=== Begin Enclosure ===

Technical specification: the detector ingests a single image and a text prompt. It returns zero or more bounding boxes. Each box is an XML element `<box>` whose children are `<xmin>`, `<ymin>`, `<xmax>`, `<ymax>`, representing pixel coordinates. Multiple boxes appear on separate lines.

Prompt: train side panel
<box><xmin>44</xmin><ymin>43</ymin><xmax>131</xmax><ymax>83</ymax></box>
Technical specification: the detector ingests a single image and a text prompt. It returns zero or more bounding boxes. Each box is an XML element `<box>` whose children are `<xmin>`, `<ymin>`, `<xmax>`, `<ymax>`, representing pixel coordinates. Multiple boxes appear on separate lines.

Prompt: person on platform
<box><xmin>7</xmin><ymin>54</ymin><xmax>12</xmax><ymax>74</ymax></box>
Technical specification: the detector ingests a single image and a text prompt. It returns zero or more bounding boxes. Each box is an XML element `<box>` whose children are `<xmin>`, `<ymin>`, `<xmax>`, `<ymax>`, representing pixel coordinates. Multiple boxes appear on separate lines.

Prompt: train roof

=== End Enclosure ===

**What the task requires**
Set the entries above down again, each one exactly as written.

**Exercise response**
Technical specification: the detector ingests a single image and a text prompt. It returns zero or more bounding boxes. Each box is an XML element `<box>` whose children are `<xmin>`, `<ymin>`, `<xmax>`, `<ymax>`, representing pixel coordinates. Multiple boxes appear on separate lines.

Prompt: train side panel
<box><xmin>44</xmin><ymin>43</ymin><xmax>131</xmax><ymax>83</ymax></box>
Technical specification: the detector ingests a single image and a text prompt. It returns zero or more bounding boxes. Each box is an XML element `<box>` whose children are `<xmin>`, `<ymin>`, `<xmax>`, `<ymax>`, representing pixel coordinates. Multiple boxes appear on separate lines.

Prompt: person on platform
<box><xmin>7</xmin><ymin>54</ymin><xmax>12</xmax><ymax>74</ymax></box>
Technical specification: the detector ingests a single image and a text prompt. It returns zero or more bounding boxes. Each box is an XML element `<box>` whose children are `<xmin>`, `<ymin>`, `<xmax>`, `<ymax>`, representing pixel coordinates. Multiple boxes appear on separate lines.

Prompt: train roof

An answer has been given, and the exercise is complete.